> **EXERCISE DATA**
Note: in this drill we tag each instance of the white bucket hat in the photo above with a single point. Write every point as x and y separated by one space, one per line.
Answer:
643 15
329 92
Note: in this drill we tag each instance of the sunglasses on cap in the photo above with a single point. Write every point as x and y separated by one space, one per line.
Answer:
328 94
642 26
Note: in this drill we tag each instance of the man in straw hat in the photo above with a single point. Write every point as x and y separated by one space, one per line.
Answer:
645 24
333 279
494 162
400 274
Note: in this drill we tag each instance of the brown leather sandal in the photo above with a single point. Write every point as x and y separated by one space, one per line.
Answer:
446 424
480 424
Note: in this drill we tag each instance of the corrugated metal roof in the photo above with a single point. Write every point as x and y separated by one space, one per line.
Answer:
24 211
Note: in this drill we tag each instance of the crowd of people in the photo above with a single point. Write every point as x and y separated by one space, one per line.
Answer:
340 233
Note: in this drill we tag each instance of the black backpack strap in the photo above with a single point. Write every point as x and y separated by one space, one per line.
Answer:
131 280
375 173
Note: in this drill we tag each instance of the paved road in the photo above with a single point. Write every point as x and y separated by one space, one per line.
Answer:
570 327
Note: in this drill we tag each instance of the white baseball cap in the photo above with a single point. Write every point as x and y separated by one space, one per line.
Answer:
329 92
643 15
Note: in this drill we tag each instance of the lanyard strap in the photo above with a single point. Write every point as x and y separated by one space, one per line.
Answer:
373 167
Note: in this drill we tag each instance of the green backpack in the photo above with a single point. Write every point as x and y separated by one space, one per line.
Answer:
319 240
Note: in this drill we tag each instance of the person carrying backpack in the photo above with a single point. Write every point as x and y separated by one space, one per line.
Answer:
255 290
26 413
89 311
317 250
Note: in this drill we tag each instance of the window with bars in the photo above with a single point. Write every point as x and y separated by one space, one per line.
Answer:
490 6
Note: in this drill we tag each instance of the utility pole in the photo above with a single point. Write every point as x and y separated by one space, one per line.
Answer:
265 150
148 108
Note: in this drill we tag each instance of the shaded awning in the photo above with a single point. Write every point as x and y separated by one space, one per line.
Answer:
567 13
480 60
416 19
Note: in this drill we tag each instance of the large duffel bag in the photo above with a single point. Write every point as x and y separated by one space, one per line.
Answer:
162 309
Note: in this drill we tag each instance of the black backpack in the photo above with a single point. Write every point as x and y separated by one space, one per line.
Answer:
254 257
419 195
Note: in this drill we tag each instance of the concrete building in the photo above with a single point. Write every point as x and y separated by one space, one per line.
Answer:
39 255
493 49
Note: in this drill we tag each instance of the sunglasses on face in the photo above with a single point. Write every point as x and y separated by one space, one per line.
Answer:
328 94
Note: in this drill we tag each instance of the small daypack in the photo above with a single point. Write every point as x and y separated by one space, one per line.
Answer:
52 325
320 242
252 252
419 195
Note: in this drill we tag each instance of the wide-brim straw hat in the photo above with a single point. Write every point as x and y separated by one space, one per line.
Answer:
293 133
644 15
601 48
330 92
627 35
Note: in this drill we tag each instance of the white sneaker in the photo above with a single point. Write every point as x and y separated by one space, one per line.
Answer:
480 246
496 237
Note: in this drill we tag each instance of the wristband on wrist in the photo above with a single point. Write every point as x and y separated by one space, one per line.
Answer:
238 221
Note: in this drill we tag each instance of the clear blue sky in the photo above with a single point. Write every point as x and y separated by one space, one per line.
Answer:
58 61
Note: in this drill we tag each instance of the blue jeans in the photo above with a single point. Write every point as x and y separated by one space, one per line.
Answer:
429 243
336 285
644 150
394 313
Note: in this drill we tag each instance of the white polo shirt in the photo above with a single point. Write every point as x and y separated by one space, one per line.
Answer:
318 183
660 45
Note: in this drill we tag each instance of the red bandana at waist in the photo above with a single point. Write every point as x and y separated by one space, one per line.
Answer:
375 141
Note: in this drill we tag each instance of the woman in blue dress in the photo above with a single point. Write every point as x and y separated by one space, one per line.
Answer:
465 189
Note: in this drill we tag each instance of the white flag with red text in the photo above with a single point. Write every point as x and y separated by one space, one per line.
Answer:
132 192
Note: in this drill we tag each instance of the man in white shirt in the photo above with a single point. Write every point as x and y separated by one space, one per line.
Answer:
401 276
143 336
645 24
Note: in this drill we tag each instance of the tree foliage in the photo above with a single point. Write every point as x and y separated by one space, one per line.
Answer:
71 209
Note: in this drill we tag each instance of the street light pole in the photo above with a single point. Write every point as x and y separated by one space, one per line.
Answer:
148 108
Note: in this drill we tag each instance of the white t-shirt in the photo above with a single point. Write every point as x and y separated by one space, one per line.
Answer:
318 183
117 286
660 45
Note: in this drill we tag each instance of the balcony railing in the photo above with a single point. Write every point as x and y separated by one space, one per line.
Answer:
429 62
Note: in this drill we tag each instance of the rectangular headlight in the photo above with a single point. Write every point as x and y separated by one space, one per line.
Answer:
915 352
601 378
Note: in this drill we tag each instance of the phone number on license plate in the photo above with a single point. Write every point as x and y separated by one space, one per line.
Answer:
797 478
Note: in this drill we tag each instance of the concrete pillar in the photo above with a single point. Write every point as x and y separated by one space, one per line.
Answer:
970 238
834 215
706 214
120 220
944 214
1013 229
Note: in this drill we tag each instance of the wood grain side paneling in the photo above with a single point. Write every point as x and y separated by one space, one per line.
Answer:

> **WHAT IS REQUIRED**
Send back exactly the lines from the line with "the concrete pillar" through the end of the records.

> **OUTPUT OF THE EXERCISE**
Note: in this drill we tag each instance of the concrete pillar in the photo above with a single point. Write every point as x and y separated by one space, one per line.
Answer:
970 238
834 215
706 214
120 220
944 214
1013 229
Note: in this drill we tag each instance of the wood grain side paneling in the photo above with a single point. Write every point as x and y separated by one space, one per line.
Answer:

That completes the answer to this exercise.